SUPPLIED DATA:
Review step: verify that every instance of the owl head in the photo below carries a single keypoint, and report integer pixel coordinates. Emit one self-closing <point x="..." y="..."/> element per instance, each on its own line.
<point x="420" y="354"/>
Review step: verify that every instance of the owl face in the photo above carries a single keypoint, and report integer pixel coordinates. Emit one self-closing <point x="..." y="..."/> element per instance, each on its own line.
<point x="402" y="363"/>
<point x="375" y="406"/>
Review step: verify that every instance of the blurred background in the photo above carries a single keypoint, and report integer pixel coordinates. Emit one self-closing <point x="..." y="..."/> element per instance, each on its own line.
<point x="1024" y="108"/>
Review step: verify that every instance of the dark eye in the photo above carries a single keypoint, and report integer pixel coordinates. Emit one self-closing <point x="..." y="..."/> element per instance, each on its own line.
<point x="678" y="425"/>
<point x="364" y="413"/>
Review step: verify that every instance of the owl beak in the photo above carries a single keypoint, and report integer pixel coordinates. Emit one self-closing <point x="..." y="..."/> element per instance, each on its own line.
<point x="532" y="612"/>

DIRECTION:
Reproduce each of the items above verbatim, line for line, preserving every character and line break without alteration.

FINISHED TASK:
Review step: verify that every instance of the owl head in the photo below carries a single keypoint, and report integer pixel coordinates. Emit one self-closing <point x="..." y="..."/> element per instance, each on its own line.
<point x="420" y="354"/>
Review step: verify that every instance of the owl face in the photo above carries a single keypoint, and report integer pixel coordinates. Emit one self-closing <point x="..." y="..."/> element per instance, each on its own line.
<point x="402" y="363"/>
<point x="375" y="406"/>
Review step: verify that every instance of the blurred background in the photo above carries a single keypoint, and report integer pixel coordinates. Emit one self-closing <point x="..." y="..."/> element per instance, each on its own line.
<point x="1024" y="108"/>
Review step: verify that every instance of the dark eye in the photo above carries a single keypoint, and report integer pixel coordinates. Emit one self-closing <point x="..." y="..."/> element per instance, each on its own line.
<point x="678" y="425"/>
<point x="364" y="413"/>
Review step: verify that every instance of the owl beak in the photo above carries a single keypoint, and report integer pixel coordinates. Emit one self-closing <point x="..." y="..."/> element per instance, each on its own line.
<point x="532" y="612"/>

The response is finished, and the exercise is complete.